Aim:
Pictures stay out of the copy; set down each line of the listing below exactly.

Given data:
"""
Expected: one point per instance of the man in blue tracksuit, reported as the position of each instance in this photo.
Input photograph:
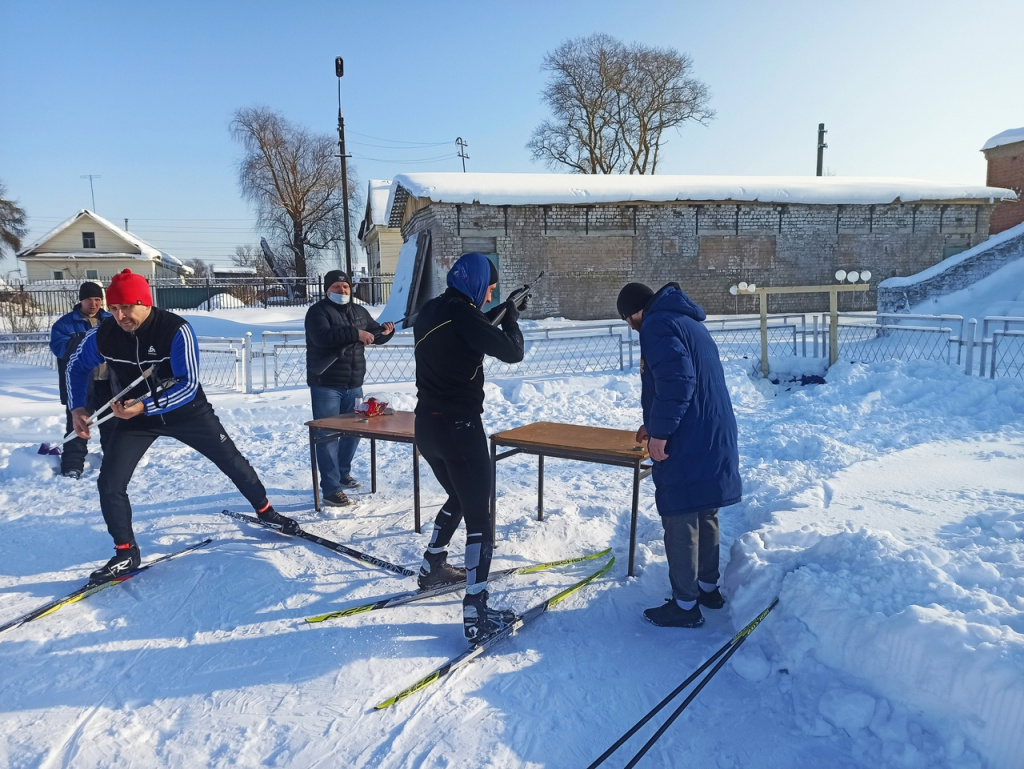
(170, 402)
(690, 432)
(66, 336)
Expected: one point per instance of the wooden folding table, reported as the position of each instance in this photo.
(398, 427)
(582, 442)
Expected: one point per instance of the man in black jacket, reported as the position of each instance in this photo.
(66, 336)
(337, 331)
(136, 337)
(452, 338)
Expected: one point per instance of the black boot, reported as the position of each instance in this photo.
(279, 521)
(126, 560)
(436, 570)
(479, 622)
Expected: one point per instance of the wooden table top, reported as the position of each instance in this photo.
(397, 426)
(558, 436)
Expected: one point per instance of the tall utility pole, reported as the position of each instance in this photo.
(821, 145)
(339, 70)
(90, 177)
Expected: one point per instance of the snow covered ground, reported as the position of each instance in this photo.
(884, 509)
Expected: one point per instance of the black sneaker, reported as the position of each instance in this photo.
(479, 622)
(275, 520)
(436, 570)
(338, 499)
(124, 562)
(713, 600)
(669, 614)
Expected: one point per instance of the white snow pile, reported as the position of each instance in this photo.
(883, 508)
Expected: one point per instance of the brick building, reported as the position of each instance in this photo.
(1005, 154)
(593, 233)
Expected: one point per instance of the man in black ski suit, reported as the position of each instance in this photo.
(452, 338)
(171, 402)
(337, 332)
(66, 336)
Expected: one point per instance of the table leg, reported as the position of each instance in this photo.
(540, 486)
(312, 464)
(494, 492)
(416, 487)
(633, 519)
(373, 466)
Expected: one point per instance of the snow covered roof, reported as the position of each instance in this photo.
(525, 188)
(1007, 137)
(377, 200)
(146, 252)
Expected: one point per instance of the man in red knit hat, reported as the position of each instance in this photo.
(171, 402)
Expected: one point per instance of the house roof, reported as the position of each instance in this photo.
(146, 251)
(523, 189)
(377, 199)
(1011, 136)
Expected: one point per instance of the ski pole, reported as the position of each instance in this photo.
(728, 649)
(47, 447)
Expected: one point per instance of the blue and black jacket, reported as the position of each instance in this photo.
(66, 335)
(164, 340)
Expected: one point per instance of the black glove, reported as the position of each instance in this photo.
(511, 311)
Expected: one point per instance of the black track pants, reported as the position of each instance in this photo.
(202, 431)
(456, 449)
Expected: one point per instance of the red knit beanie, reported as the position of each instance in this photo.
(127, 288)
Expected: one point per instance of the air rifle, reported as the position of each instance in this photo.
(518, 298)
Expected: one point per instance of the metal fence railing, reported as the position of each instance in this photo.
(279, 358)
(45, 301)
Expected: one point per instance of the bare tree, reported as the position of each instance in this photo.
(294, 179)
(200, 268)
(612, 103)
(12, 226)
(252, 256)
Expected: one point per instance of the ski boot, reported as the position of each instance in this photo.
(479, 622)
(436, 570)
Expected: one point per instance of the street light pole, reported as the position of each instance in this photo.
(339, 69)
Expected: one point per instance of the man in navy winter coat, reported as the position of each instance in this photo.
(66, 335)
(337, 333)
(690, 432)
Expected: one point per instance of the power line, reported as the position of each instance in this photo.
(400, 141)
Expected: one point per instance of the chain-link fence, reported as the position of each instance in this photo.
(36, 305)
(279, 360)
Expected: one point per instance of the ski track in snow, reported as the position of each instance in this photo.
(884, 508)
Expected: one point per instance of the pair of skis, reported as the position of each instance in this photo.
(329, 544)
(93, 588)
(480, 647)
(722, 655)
"""
Reply:
Expected: one point per instance of the man in blue tracksuit, reported as the position of each instance in this photo.
Input photograph:
(170, 402)
(690, 432)
(66, 336)
Expected: one point per instance of the wooden folding table, reported as the position of each instance in this photo.
(398, 427)
(582, 442)
Expected: one point per instance of the man in black jacket, reported as the position of each instance in this photo.
(66, 336)
(337, 331)
(136, 337)
(452, 338)
Expected: one point per instance of the black boot, reported as the position of each instance in this photo.
(279, 521)
(126, 560)
(436, 570)
(479, 622)
Expected: one point per instance of the wooden table top, reported as the position of each instance in this photo.
(397, 426)
(558, 436)
Expected: one point per instance of the tall utility pole, reported as the position of each instance in this photo.
(821, 145)
(339, 70)
(90, 177)
Expected: one point per instance of the snow covered ground, reported as the position of each instance in this photo.
(884, 509)
Expected: one point per instance of the black sneaker, reported as the position of each instance in this photo.
(479, 622)
(275, 520)
(436, 570)
(338, 499)
(124, 562)
(713, 600)
(669, 614)
Expected: one point per instance of the white snow pile, reported as the position of each instance in this photo.
(883, 508)
Expected: one point per instance of the brick building, reported as the position of each instance in this photo.
(1005, 154)
(593, 233)
Expected: one point per instance of the man in black ski suit, reported as the position of each instance in this photo.
(452, 338)
(171, 402)
(337, 332)
(66, 336)
Expected: one point per instance of the table leg, reported as the position of each instance in this photo.
(540, 486)
(312, 464)
(494, 492)
(416, 487)
(633, 519)
(373, 466)
Expected: one point per instance of the snow covered roof, reported as the position of each instance in this photo.
(525, 188)
(1007, 137)
(377, 200)
(146, 252)
Expected: one point per instance of the man in red knit hat, reported as the position of each instance in this photo.
(171, 402)
Expected: one point per instance of the house roof, reported as the position of each instance in this photo.
(146, 251)
(523, 189)
(377, 199)
(1011, 136)
Expected: one point per instance of the ski pole, reported as the position of each instance in this photo.
(728, 649)
(47, 447)
Expected: one point per instance of the blue and black jacket, reported as the position of each instance in this photo.
(66, 335)
(164, 340)
Expected: one point per instance of the black glove, reported as the position of each instance in this photo.
(511, 311)
Expected: one point per instance of the black track pants, reported as the position of each instance in this photo.
(202, 431)
(456, 449)
Expected: one point per instance of the red knit beanie, reported as the position of each instance in this photo.
(127, 288)
Expected: one point per instance of the air rifle, reported as the position of each instance in this photo.
(518, 298)
Expected: one point per instance of the metal fence railing, reported as the position of each instance in this photo.
(279, 358)
(45, 301)
Expected: one point per instance of the bare tree, reported as the position of each instance in this photo.
(294, 179)
(200, 268)
(612, 103)
(12, 226)
(252, 256)
Expected: one point per instance of the ski boot, reported as the position of each instance in this photo.
(479, 622)
(436, 570)
Expected: one point per instance of the street light pole, reported as the position of each instance in this photo.
(339, 69)
Expected: one point per instance of the man in navy winter coat, reported as the position of each instance in this photo.
(66, 335)
(337, 333)
(690, 432)
Expected: one point per instance of the power line, reported as the position of each instance in this photo.
(400, 141)
Expected: one point per instance of the chain-link fence, reported as the position of each instance in this photo.
(36, 305)
(279, 360)
Expected: one point per instance of the ski track in snow, reported as the position of each instance in this photo.
(884, 508)
Expected: one point per instance of the pair of skis, reported as the position of each instance in this photo.
(329, 544)
(93, 588)
(480, 647)
(722, 655)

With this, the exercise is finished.